▶ **SOURCE TEXT**:
☆ ☆ ☆

It’s official: “Titan” is the world’s most powerful supercomputer.
On Monday, Hans Meuer and his team of researchers released the second, semi-annual TOP500 list of the world’s most powerful, general-purpose systems in common use for high-end applications. The 40th edition of the list, released at the SC’12 supercomputer show in Salt Lake City, marks the 20th anniversary of the original TOP500 release.
The list of continually improving, high-performance computers now includes 23 with petaflop class performance, just four and a half years since the debut of Roadrunner, a supercomputer built by IBM for the Department of Energy. Roadrunner has since been pushed to 22nd on the list. The top 5 includes Titan, the DOE’s Sequoia, Japan’s K Computer, the DOE’s Mira, and Germany’s JUQUEEN supercomputer.
When the DOE’s Titan supercomputer was announced at the end of October, the agency and the manufacturer, Cray, claimed that the supercomputer would eventually be capable of over 20 petaflops of theoretical peak computing power, which would place it at the top of the list. That proved to be so, as the submitted theoretical peak (Rpeak) performance of Titan estimated at 27,113 TFLOPS, enough to beat the second supercomputer on the list, Sequoia, by 34.7 percent.
As submitted, Titan includes 560,640 cores, generating a LINPACK (Rmax) score of 17,590, versus 16,325 for the Sequoia. The system combines 2.2-GHz, 16-core AMD Opterons with a Tesla K20 GPU accelerator, connected with a Cray Gemini interconnect. All told, the machine includes 710,144 Gbytes of memory. It also consumes 8209 kW, a 4 percent increase over the Sequoia.
Intel-based systems continue to dominate the supercomputing world, with 380 systems or 76 percent of the TOP500 systems on the list. AMD’s Opteron finished second, with 60 systems or 12 percent—unchanged from six months ago. IBM’s POWER chips captured 53 systems, or 10.6 percent.

☆ ☆ ☆

▶ **DATA FOR REVIEW**:
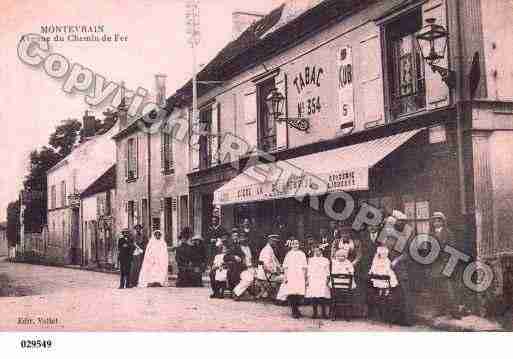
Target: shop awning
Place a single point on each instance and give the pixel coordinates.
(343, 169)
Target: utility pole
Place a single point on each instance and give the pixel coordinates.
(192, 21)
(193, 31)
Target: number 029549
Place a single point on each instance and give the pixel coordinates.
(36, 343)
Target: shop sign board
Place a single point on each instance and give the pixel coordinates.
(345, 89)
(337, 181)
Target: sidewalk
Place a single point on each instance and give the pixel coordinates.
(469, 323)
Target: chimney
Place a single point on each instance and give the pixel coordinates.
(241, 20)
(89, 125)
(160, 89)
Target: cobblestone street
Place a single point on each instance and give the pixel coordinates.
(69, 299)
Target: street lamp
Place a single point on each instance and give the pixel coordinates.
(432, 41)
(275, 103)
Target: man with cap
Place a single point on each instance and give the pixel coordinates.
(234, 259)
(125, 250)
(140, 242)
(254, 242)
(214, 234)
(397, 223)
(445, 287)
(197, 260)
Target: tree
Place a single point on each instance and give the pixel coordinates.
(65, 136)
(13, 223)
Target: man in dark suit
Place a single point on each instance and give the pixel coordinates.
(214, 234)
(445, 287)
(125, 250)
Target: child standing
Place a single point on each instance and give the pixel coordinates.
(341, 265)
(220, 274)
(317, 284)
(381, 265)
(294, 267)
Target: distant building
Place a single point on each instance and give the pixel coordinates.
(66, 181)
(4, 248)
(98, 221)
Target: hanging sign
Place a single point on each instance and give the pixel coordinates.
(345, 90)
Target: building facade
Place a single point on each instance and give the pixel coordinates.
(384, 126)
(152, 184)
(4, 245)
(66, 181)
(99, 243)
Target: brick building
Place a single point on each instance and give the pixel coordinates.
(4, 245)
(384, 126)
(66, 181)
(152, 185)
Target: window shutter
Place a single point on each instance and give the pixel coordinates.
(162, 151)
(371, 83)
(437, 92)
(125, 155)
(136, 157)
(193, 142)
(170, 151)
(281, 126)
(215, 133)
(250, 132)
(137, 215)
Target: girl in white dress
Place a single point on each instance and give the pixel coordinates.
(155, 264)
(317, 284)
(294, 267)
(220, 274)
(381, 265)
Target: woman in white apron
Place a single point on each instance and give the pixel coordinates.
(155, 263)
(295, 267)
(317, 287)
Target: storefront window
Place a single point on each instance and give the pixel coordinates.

☆ ☆ ☆

▶ **EXERCISE SET**:
- a) List the five supercomputers that the TOP500 article names as the top 5 on the list.
- b) Set down the passage of the TOP500 article that opens with the words containing "On Monday, Hans" and closes with "Germany’s JUQUEEN supercomputer.", copying it word for word.
The rows come from a separate source.

▶ **RESULTS IN ORDER**:
- a) Titan, Sequoia, K Computer, Mira, JUQUEEN

- b)
On Monday, Hans Meuer and his team of researchers released the second, semi-annual TOP500 list of the world’s most powerful, general-purpose systems in common use for high-end applications. The 40th edition of the list, released at the SC’12 supercomputer show in Salt Lake City, marks the 20th anniversary of the original TOP500 release.
The list of continually improving, high-performance computers now includes 23 with petaflop class performance, just four and a half years since the debut of Roadrunner, a supercomputer built by IBM for the Department of Energy. Roadrunner has since been pushed to 22nd on the list. The top 5 includes Titan, the DOE’s Sequoia, Japan’s K Computer, the DOE’s Mira, and Germany’s JUQUEEN supercomputer.